Reading text -
----------
Shaped by Training: What Really Sets a Model's Values | Geometry of Trust | Philosophy - Lesson 3
This is the third post in the Geometry of Trust philosophy series. This post asks what actually shapes each AI value system.
How each system comes to its values
A forest’s value system is shaped by soil type, climate, altitude, and the species that happen to be present. Change the soil and you get a different forest with different relationships between its components. A wolf pack’s value system is shaped by territory size, prey availability, and pack size. Change the territory and the behaviour patterns change with it.
An AI’s value system is shaped by three things, which together determine where it lands in the value space:
Corpus — what it read
Architecture — how it processes what it read
Training objective — what it was rewarded for during training
Each of these is a decision. None of them is a purely technical one.
Corpus — what the model read
The corpus is the soil the model grows in. Everything the model knows about values came through this soil.
English internet text → English internet values
Medical journals → Clinical caution, patient safety
Chinese social media → A different cultural geometry
Legal documents → Procedural fairness, precedent
Religious texts → Duty, obedience, transcendence
Reddit → Whatever Reddit values
Different soil, different value geometry. You don’t get to choose after planting. Once the model has been trained, the corpus is baked in — the geometry it produced is the geometry you have.
This is why two models trained on different corpora can sit in different regions of the value space even when they share everything else. A medical-first model trained on clinical literature is not the same as a general-purpose model fine-tuned for medicine. The soil was different. The geometry is different. The measurements — from the mathematics series — will show it.
Architecture — how the model processes what it read
Two models can read the same corpus and end up with different value geometries because they process text differently. Architecture isn’t a neutral technical choice — it’s a decision about what kinds of value structures the model is even capable of representing.
Dense transformer (GPT, Claude). One shared representation space. Every concept relates to every other concept through the same attention mechanism. When the model processes “honesty,” it can attend to everything it knows about courage, integrity, fairness, and dishonesty all at once. Value relationships form in one coherent space. Structural consequence: value geometry tends to be coherent. Reinforcing and opposing relationships between value terms can form stable patterns across the whole space.
Mixture-of-Experts (Mixtral, DeepSeek). Routes different tokens through different subnetworks. When the model processes “honesty,” it may activate one expert; when it processes “fairness,” it may activate a different one. The experts share some information at the output, but the internal representations are at least partly separate. Structural consequence: value representations can fragment. Honesty might live largely in one expert, fairness in another, courage in a third. The relationship between them is weaker because they don’t share the same computational substrate.
Multimodal (Gemini, GPT-4o). Integrates text, image, and audio in a single representation space. Can see suffering in an image and read about it in text and process both through the same geometry. Cross-modal relationships become part of the value structure. Structural consequence: richer value geometry than text-only models. The look of distress and the words for distress anchor each other.
----------
[Saved entries]

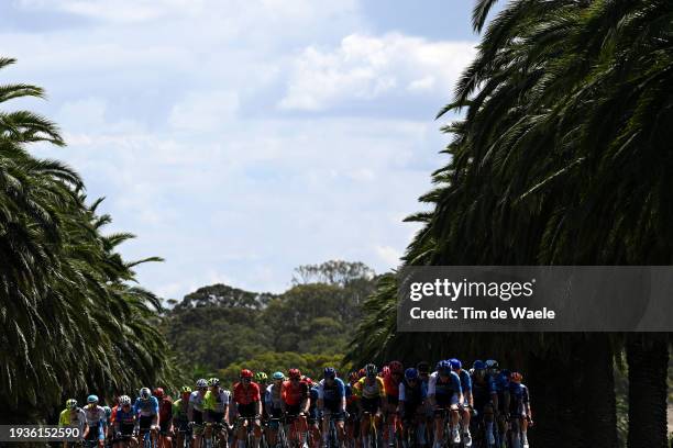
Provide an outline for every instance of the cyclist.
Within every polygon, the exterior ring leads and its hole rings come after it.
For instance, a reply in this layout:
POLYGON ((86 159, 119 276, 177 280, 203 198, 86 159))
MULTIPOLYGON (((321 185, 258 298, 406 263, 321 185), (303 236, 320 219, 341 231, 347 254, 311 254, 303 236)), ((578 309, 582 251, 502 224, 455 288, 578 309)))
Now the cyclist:
POLYGON ((87 397, 85 417, 87 419, 87 425, 84 433, 84 439, 98 440, 98 446, 102 448, 107 436, 106 411, 98 405, 98 395, 89 395, 87 397))
POLYGON ((518 429, 521 432, 521 445, 522 448, 528 448, 528 426, 532 425, 530 395, 528 393, 528 388, 522 383, 523 376, 521 376, 521 373, 511 372, 509 378, 509 415, 512 417, 512 424, 516 425, 520 423, 521 426, 518 429))
POLYGON ((308 447, 308 422, 307 414, 310 405, 310 387, 301 379, 299 369, 289 369, 288 380, 283 383, 282 395, 285 403, 285 412, 299 422, 301 446, 308 447))
POLYGON ((133 429, 136 423, 135 413, 133 412, 133 406, 131 406, 131 397, 129 395, 119 397, 119 404, 114 408, 112 415, 112 430, 114 432, 112 445, 121 448, 133 438, 133 429))
POLYGON ((110 406, 102 406, 103 412, 106 413, 106 440, 112 438, 112 434, 110 432, 110 426, 112 426, 112 408, 110 406))
POLYGON ((196 382, 196 391, 189 395, 189 406, 187 407, 187 418, 191 422, 191 446, 200 447, 203 438, 203 401, 208 392, 208 382, 205 378, 199 378, 196 382))
POLYGON ((449 360, 439 361, 428 381, 428 400, 434 408, 434 447, 441 448, 444 437, 445 411, 451 413, 451 433, 454 444, 461 443, 459 433, 459 403, 463 402, 461 379, 451 370, 449 360))
POLYGON ((346 412, 345 385, 341 378, 336 378, 336 370, 327 367, 323 379, 318 383, 318 407, 322 411, 322 443, 328 446, 330 434, 330 418, 334 419, 339 445, 343 446, 345 439, 344 419, 346 412))
MULTIPOLYGON (((77 405, 77 400, 66 400, 66 408, 60 412, 58 416, 58 426, 69 426, 79 430, 79 437, 84 434, 85 426, 87 424, 87 417, 81 407, 77 405)), ((68 443, 64 441, 64 448, 67 447, 68 443)))
POLYGON ((399 361, 390 361, 386 368, 384 368, 384 387, 386 390, 385 410, 386 410, 386 422, 387 430, 384 436, 388 441, 388 445, 394 445, 395 434, 397 432, 398 421, 396 417, 397 405, 399 403, 399 383, 404 379, 405 368, 399 361))
POLYGON ((356 371, 349 373, 349 383, 345 385, 346 397, 346 440, 349 446, 355 444, 360 438, 360 422, 357 421, 357 395, 353 391, 353 387, 360 380, 356 371))
POLYGON ((405 448, 410 448, 406 446, 406 436, 413 426, 418 428, 416 432, 416 441, 419 445, 426 445, 426 435, 424 432, 421 430, 421 423, 426 417, 423 404, 427 393, 428 390, 426 384, 420 380, 418 370, 413 367, 405 370, 405 379, 399 384, 399 403, 397 407, 402 421, 402 444, 405 448))
POLYGON ((451 358, 451 370, 453 370, 461 380, 461 390, 463 391, 463 400, 459 403, 460 413, 462 416, 463 445, 472 446, 472 435, 470 434, 470 418, 472 410, 474 410, 474 401, 472 397, 472 377, 466 370, 463 370, 463 363, 457 358, 451 358))
POLYGON ((137 415, 137 443, 142 445, 144 434, 150 430, 150 436, 152 440, 154 440, 154 445, 156 446, 158 432, 157 426, 159 423, 158 416, 158 400, 152 396, 152 392, 150 388, 142 388, 139 391, 139 396, 135 399, 135 403, 133 404, 133 412, 137 415))
MULTIPOLYGON (((233 387, 233 403, 236 404, 239 417, 244 418, 243 424, 239 426, 236 432, 236 440, 239 448, 245 447, 247 425, 253 425, 254 429, 254 448, 260 447, 262 438, 262 426, 260 425, 260 416, 262 415, 262 396, 260 385, 253 382, 253 372, 249 369, 241 370, 241 381, 233 387)), ((250 448, 250 447, 249 447, 250 448)))
POLYGON ((162 388, 156 388, 153 395, 158 401, 159 407, 159 445, 162 447, 170 448, 173 434, 173 400, 166 395, 162 388))
MULTIPOLYGON (((369 418, 374 418, 374 425, 379 428, 382 421, 382 410, 384 408, 384 400, 386 396, 386 388, 383 379, 376 373, 376 366, 368 363, 365 366, 365 376, 355 383, 355 394, 357 395, 357 404, 360 413, 368 413, 369 418)), ((362 435, 363 448, 369 447, 369 418, 360 419, 360 434, 362 435)))
POLYGON ((486 443, 492 446, 495 444, 493 433, 494 404, 498 401, 498 394, 495 381, 486 372, 486 363, 482 360, 476 360, 472 365, 472 396, 474 410, 477 412, 476 415, 481 415, 486 426, 486 443))
MULTIPOLYGON (((227 447, 228 436, 227 428, 229 427, 229 402, 231 401, 231 394, 228 390, 220 388, 220 380, 218 378, 211 378, 208 380, 210 390, 206 392, 203 399, 203 412, 206 414, 206 422, 209 424, 219 424, 220 426, 220 446, 227 447)), ((210 439, 212 427, 206 426, 206 439, 210 439)))
MULTIPOLYGON (((426 385, 426 391, 428 391, 428 382, 430 381, 430 363, 428 361, 420 361, 416 365, 416 369, 418 370, 418 377, 420 382, 426 385)), ((430 440, 432 434, 430 428, 432 427, 432 421, 434 419, 434 410, 429 400, 426 400, 424 404, 426 418, 423 418, 419 432, 426 437, 426 440, 430 440)))
POLYGON ((285 381, 285 374, 283 372, 274 372, 272 376, 272 383, 266 387, 264 393, 264 408, 269 418, 268 427, 266 430, 266 437, 268 445, 275 448, 278 438, 278 426, 280 425, 279 418, 283 418, 283 381, 285 381))
POLYGON ((189 410, 189 396, 191 395, 191 388, 183 385, 180 389, 180 397, 173 402, 173 426, 174 432, 177 429, 177 446, 185 446, 186 434, 189 434, 189 416, 187 412, 189 410))

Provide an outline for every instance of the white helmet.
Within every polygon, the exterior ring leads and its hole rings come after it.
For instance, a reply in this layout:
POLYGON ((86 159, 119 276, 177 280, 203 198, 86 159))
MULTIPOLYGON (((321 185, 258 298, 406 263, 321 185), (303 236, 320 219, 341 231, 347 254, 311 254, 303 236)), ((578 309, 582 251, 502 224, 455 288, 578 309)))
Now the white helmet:
POLYGON ((150 400, 150 396, 152 396, 152 392, 150 392, 150 388, 142 388, 140 390, 140 396, 143 400, 150 400))

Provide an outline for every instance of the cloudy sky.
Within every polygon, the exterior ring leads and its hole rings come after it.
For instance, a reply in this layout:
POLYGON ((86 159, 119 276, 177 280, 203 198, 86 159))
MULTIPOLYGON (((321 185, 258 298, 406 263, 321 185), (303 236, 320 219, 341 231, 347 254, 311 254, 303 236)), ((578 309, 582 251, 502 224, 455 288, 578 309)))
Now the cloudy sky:
POLYGON ((282 291, 328 259, 397 266, 430 173, 437 111, 477 37, 471 0, 11 0, 1 83, 55 120, 109 231, 165 298, 282 291))

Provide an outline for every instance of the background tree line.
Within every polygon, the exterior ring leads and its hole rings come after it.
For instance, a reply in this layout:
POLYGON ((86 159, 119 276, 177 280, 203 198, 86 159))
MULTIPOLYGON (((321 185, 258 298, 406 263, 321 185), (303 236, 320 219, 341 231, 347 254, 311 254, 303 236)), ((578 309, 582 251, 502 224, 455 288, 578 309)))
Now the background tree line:
POLYGON ((317 377, 342 365, 375 278, 361 262, 331 260, 298 267, 280 294, 213 284, 173 301, 162 327, 192 380, 232 382, 243 367, 268 374, 297 367, 317 377))

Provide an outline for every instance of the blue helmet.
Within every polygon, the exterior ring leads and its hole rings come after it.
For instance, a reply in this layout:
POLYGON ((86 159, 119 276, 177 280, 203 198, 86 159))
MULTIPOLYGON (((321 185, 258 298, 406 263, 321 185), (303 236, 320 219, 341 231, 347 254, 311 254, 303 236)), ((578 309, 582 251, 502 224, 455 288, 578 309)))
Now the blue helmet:
POLYGON ((440 373, 449 374, 451 372, 451 362, 444 359, 437 363, 437 371, 440 373))
POLYGON ((416 370, 413 367, 408 368, 405 370, 405 378, 407 380, 418 380, 418 370, 416 370))

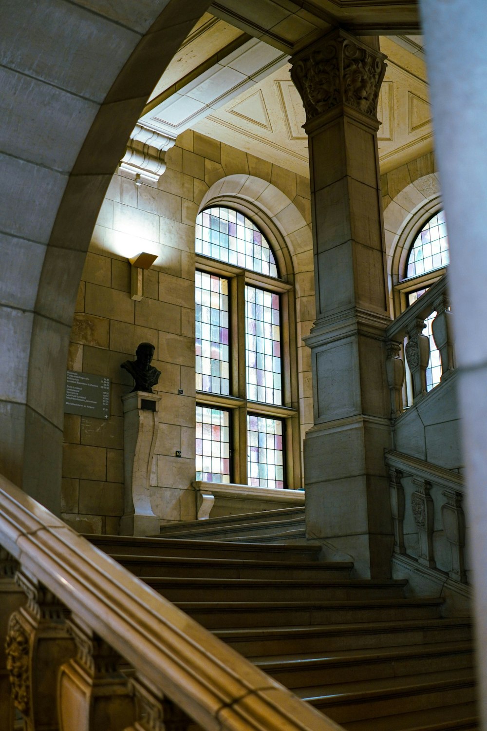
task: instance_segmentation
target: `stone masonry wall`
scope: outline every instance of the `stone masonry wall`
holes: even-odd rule
[[[199,203],[222,178],[245,173],[272,183],[310,221],[309,181],[192,132],[166,155],[157,185],[112,178],[80,284],[67,368],[111,379],[106,420],[65,414],[62,517],[84,532],[118,532],[123,511],[122,395],[132,381],[120,364],[137,344],[156,346],[161,376],[160,426],[151,477],[153,509],[164,521],[195,515],[194,223]],[[293,257],[296,285],[302,436],[312,424],[310,358],[301,341],[314,319],[312,251]],[[158,253],[145,296],[130,297],[128,257]],[[178,395],[182,389],[183,395]],[[175,456],[176,451],[181,457]],[[296,485],[297,487],[298,485]]]

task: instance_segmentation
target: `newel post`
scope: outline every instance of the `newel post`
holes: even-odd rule
[[[453,490],[442,493],[447,501],[442,505],[441,518],[445,536],[451,550],[450,578],[467,582],[465,573],[465,514],[461,507],[463,496]]]
[[[423,335],[426,324],[417,317],[407,330],[409,340],[406,344],[406,359],[413,376],[413,395],[415,401],[426,393],[426,368],[429,362],[429,339]]]
[[[387,344],[386,372],[391,392],[391,416],[394,418],[402,414],[402,386],[404,382],[404,364],[400,357],[401,344],[390,340]]]
[[[429,494],[432,483],[427,480],[413,480],[418,490],[411,496],[411,507],[414,522],[419,534],[419,556],[418,561],[423,566],[436,567],[433,551],[433,530],[434,528],[434,504]]]
[[[440,351],[442,366],[442,380],[448,378],[455,370],[455,349],[453,346],[453,313],[450,311],[450,300],[442,295],[434,303],[437,316],[432,323],[433,337]]]

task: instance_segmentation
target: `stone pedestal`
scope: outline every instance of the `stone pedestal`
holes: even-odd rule
[[[150,480],[159,423],[161,397],[134,391],[123,402],[123,515],[120,533],[123,536],[154,536],[159,518],[150,506]]]
[[[306,338],[315,425],[304,439],[307,534],[350,556],[361,575],[386,577],[390,319],[376,118],[385,64],[341,30],[291,63],[307,113],[317,312]]]

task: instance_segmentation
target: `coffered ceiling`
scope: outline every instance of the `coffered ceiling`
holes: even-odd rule
[[[304,112],[288,58],[340,19],[364,34],[387,26],[380,39],[388,56],[378,107],[382,171],[432,149],[415,2],[224,0],[210,10],[159,80],[142,124],[173,138],[191,128],[307,175]]]

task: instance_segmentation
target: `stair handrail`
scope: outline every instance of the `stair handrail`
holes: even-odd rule
[[[446,490],[454,490],[465,494],[465,482],[462,475],[452,472],[450,469],[394,450],[386,451],[384,458],[388,467],[401,470],[405,474],[410,474],[421,480],[427,480]]]
[[[204,729],[342,729],[1,475],[0,544]]]

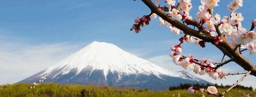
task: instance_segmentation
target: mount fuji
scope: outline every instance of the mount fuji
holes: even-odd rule
[[[117,46],[95,41],[57,64],[18,83],[99,85],[163,90],[183,83],[212,84],[185,71],[173,73]]]

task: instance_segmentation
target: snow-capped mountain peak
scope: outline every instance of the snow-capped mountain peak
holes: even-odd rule
[[[121,75],[153,74],[158,77],[160,74],[173,76],[173,73],[148,61],[127,52],[117,46],[105,42],[94,41],[81,50],[58,62],[39,75],[48,76],[68,74],[71,70],[76,70],[79,74],[84,69],[90,70],[90,76],[93,70],[102,70],[107,80],[108,71],[118,72],[118,79]],[[54,71],[58,71],[52,74]],[[71,77],[71,79],[72,79]]]

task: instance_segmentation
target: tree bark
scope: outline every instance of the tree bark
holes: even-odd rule
[[[142,0],[151,10],[152,13],[155,13],[158,16],[161,17],[163,19],[171,24],[176,27],[182,30],[185,33],[189,35],[190,36],[195,36],[204,41],[211,42],[214,44],[215,41],[215,37],[211,36],[209,34],[205,33],[205,30],[197,31],[193,30],[188,26],[183,24],[179,21],[171,18],[167,14],[161,11],[154,4],[151,0]],[[194,26],[199,26],[199,22],[195,20],[188,20],[185,22],[188,24],[193,25]],[[217,45],[214,45],[218,48],[224,54],[227,55],[229,58],[234,58],[234,61],[241,66],[245,70],[251,71],[251,74],[256,77],[256,67],[254,66],[251,62],[245,58],[241,54],[239,51],[234,49],[233,47],[226,39],[221,37],[223,42],[219,43]]]

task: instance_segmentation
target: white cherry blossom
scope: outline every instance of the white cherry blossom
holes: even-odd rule
[[[193,88],[193,87],[190,87],[189,89],[188,89],[188,92],[189,94],[193,94],[195,93],[195,89]]]
[[[256,43],[250,42],[247,43],[246,48],[250,51],[249,55],[252,55],[256,52]]]
[[[157,18],[157,14],[155,13],[152,14],[151,17],[152,17],[152,18],[155,19],[155,18]]]

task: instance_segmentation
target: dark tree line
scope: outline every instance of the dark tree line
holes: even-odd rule
[[[204,84],[199,85],[198,83],[197,83],[196,84],[193,83],[193,85],[188,84],[188,83],[185,83],[185,84],[180,83],[180,86],[170,86],[169,87],[169,90],[177,90],[177,89],[188,89],[188,88],[191,87],[191,85],[193,85],[193,86],[198,88],[204,88],[204,89],[207,89],[208,86],[214,86],[215,87],[216,87],[216,88],[229,88],[232,86],[232,85],[223,86],[222,83],[220,85],[220,86],[218,86],[217,83],[216,83],[215,85],[211,85],[210,83],[207,83],[207,85],[205,85]],[[236,89],[236,88],[243,89],[243,90],[252,90],[252,87],[251,86],[245,87],[244,86],[240,85],[236,85],[236,87],[233,87],[233,89]]]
----------
Activity -
Rewrite the part of the text on AI value systems starting with "Mixture-of-Experts (Mixtral, DeepSeek)." and going on through "same computational substrate.", substituting "computational foundation" for "computational substrate".

Exercise result -
Mixture-of-Experts (Mixtral, DeepSeek). Routes different tokens through different subnetworks. When the model processes “honesty,” it may activate one expert; when it processes “fairness,” it may activate a different one. The experts share some information at the output, but the internal representations are at least partly separate. Structural consequence: value representations can fragment. Honesty might live largely in one expert, fairness in another, courage in a third. The relationship between them is weaker because they don’t share the same computational foundation.